**LIST OF TASKS**:
• A. Answer these questions about the text on gene expression programming (GEP):
(i) In what language are the replier's own GEP implementations written?
(ii) According to the questioner, what must grow together with the head so that syntactically correct programs are produced?
(iii) What does the replier call the considerably simpler way to let a chromosome change size?
• B. Extend the gene expression programming discussion, picking up right after its final sentence.

[SUPPLIED TEXT Boundary: Start]

Do you have any comments in using LISP to implement GEP?
Is there any preference of using one language over the others in
relation to GEP?
You can use any language to implement GEP. If you are most comfortable
with LISP, then you should use it. My own GEP implementations are in C++
but I also ported some of it to Visual Basic and Java just for fun.
By reading through your
papers and
book I also wondered why you decided to impose a fixed length on GEP
chromosomes. If I understand correctly one only has to make sure that
the tail grows together with the head to assure that syntactically
correct programs are produced. Allowing for chromosome growths would
allow GEP to adjust itself to the complexity of the problem.
It makes things much simpler. You could do what you are saying (allow a
gene to change size) or, considerably simpler, allow for a chromosome to
change size by allowing the number of genes to change. But it seems to
me that the gains (if any) of such a system would never compensate for
the added complexity. And there are other, much more interesting, ways
of making the system plastic. One is of course the very structure of GEP
genes that allows the encoding of expression trees of different sizes
and shapes, which, in my view, more than makes up for the fixed length
chromosomes. Another is the cellular and multicellular systems that
allow code reuse and automatic linking or, in other words, the evolution
of automatically defined functions.

[SUPPLIED TEXT Boundary: End]
[DATASET EXTRACT Boundary: Start]

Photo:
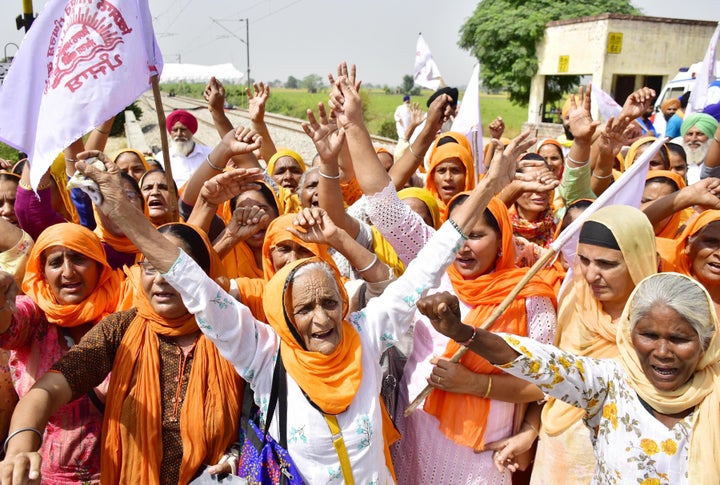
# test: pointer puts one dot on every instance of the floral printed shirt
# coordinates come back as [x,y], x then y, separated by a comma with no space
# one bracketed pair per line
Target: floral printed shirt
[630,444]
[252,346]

[DATASET EXTRACT Boundary: End]
[DATASET EXTRACT Boundary: Start]

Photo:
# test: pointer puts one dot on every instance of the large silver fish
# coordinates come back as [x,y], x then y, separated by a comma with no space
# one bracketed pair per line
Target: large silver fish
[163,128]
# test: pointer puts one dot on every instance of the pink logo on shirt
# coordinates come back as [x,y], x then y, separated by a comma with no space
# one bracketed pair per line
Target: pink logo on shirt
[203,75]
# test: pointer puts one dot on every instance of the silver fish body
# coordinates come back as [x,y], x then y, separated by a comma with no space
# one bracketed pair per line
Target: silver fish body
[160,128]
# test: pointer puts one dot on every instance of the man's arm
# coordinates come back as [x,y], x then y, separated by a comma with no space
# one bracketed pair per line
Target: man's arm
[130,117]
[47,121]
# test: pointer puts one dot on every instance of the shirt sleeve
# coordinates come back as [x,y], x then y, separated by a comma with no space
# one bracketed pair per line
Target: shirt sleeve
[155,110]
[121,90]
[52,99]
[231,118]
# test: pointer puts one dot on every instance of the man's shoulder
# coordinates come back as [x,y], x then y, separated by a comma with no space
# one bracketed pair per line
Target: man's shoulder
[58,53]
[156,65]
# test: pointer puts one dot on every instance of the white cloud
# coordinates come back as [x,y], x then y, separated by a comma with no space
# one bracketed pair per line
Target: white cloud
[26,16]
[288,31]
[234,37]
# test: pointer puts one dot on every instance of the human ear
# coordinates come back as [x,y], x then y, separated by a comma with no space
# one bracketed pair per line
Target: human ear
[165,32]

[DATASET EXTRACT Boundary: End]

**RESULTS BY TASK**:
• A.
(i) C++
(ii) The tail
(iii) Allowing the number of genes to change

• B.
You state the advantages of a genotype/phenotype mapping
without using a repair mechanism. GEP would not need such a mechanism.
You also refer to the natural system to bolster the claim of advantages.
However, it is well known that there are repair (edit) mechanisms in the
natural system (e.g. splicing), so that it is simply not the case that
DNA to protein does not contain such mechanisms. Also, I wonder what the
advantage would be of not having repair, if only the result is
evaluated.
I cannot agree with you here. In nature, the phenotype (proteins) is
always valid and as such is never repaired. I mean, after translation
you always end up with an amino acid chain and this amino acid chain is
always a valid protein structure. Splicing is an altogether different
matter: it occurs at the RNA level and its function has nothing to do
with repair of invalid structures. Indeed if we were to clone a gene
with introns into a bacterium, these introns would not be removed and
the entire sequence of the gene would be translated into a protein.
Obviously this protein will be very different from the original but
nonetheless it would be a valid protein structure. So, the advantages of
not having repair (and I mean repair of invalid structures, not the
equivalent to the biological editing) is that nothing is wasted and that
all the modifications made in the genome by the genetic operators always
produce something new and valid that can be put to good use.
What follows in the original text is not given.